Repeat the material below word for word, leaving out the pictures.

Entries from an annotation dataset

________________________

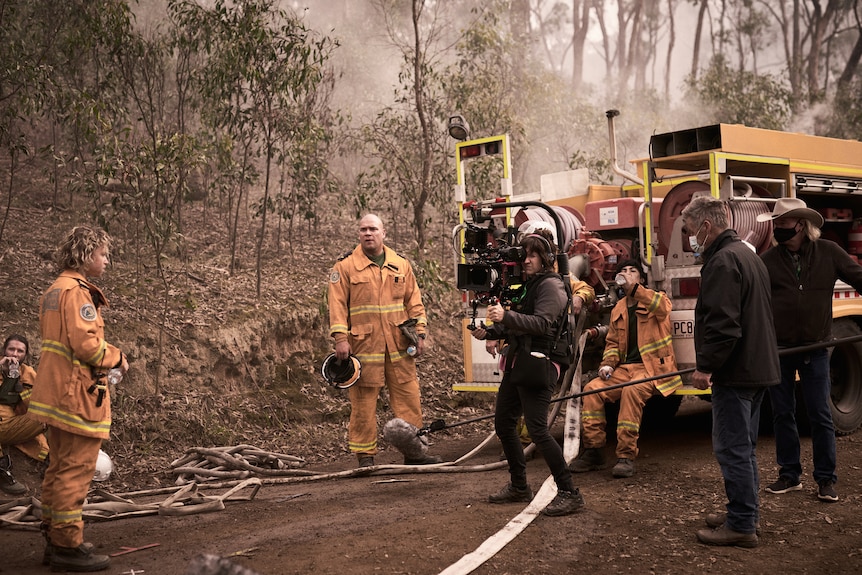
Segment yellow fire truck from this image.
[453,110,862,434]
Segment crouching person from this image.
[570,260,682,478]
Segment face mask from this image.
[772,226,799,244]
[688,224,706,254]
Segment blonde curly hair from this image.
[56,225,111,272]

________________________

_SOLUTION TO THE PROBLEM_
Segment yellow fire truck from this image.
[453,110,862,434]
Segment crouching person from this image.
[570,260,682,478]
Segment face mask from this image.
[772,226,799,244]
[688,224,706,254]
Segment blonde curly hair from this image.
[56,225,111,272]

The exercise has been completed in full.